--- EXERCISE MATERIAL Enclosed Below ---

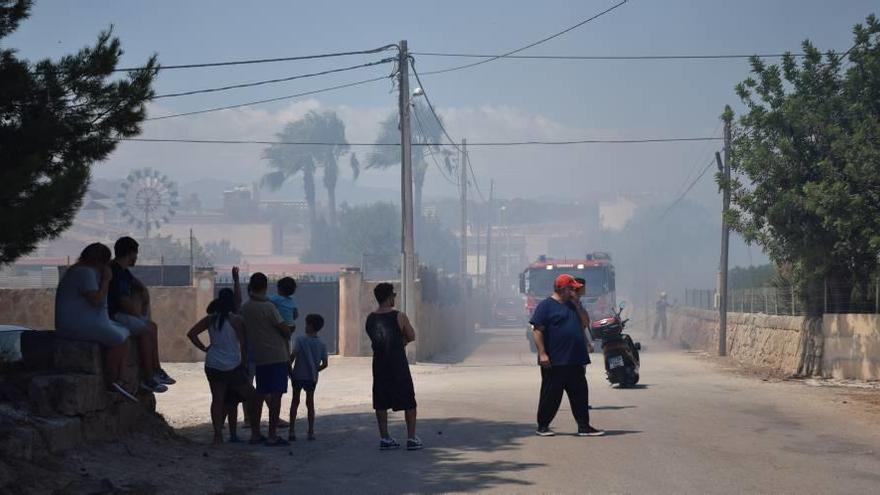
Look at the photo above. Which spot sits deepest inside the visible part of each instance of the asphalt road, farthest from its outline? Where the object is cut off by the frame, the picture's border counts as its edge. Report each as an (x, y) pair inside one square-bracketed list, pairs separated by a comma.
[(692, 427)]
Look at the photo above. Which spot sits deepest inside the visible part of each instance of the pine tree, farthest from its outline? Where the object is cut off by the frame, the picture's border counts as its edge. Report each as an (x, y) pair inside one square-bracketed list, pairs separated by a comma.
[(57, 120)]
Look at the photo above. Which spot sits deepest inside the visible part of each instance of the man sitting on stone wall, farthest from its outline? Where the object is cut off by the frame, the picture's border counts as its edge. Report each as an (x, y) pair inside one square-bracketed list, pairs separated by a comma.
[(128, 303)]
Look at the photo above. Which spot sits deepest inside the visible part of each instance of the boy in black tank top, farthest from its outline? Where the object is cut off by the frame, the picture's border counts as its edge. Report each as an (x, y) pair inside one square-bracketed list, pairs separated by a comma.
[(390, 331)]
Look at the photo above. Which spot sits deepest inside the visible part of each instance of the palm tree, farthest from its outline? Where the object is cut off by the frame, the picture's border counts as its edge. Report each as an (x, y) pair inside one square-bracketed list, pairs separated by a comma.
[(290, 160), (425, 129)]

--- End of Enclosed EXERCISE MATERIAL ---

INSTRUCTIONS TO FOLLOW
Carry over each record above character for character, with the pictures left out.

RESPONSE BOX
Look at the photo above. Which spot sits deepest inside the visible part of each instance of the asphalt road, farthest from its outline? Where the object is cut off by the frame, the picture's border counts as its edge. Report each as an (x, y) pair inside one square-bracketed list, pairs separated by a comma.
[(692, 427)]
Look at the photo above. Which spot sits deepest inside the visible part of each instance of the pine tree, farthest from its outline? Where the object is cut off by the frame, the picture's border counts as its edge. Report each as an (x, y) pair inside one square-bracketed list, pairs separated by a comma.
[(57, 120)]
Look at the photo above. Which spot sits deepest inside the visible part of each instance of the man sitting on stone wall, farthest from its outline? Where the object is cut off by the frame, the picture's border counts as its edge. Report each as an (x, y) pair inside one square-bracketed list, pairs separated by a comma.
[(128, 303)]
Look at the photo above. Which spot sits deepest inside the visible part of each instance of the boy in black tank top, farthest from its outline? Where the object is cut off by the frame, the picture's border counts as its edge. Report each as an (x, y) pair inside one square-bracketed list, pairs separated by a comma.
[(390, 331)]
Look at the photo above. Which spot sits deepest inside the visible part of each instance of the palm tree, farthest from its outline? Where the object is cut off by the frame, the picture's border counts as its edge. Report each as an (x, y) pair inside one square-bracketed list, pairs separated by a comma.
[(290, 160), (425, 129)]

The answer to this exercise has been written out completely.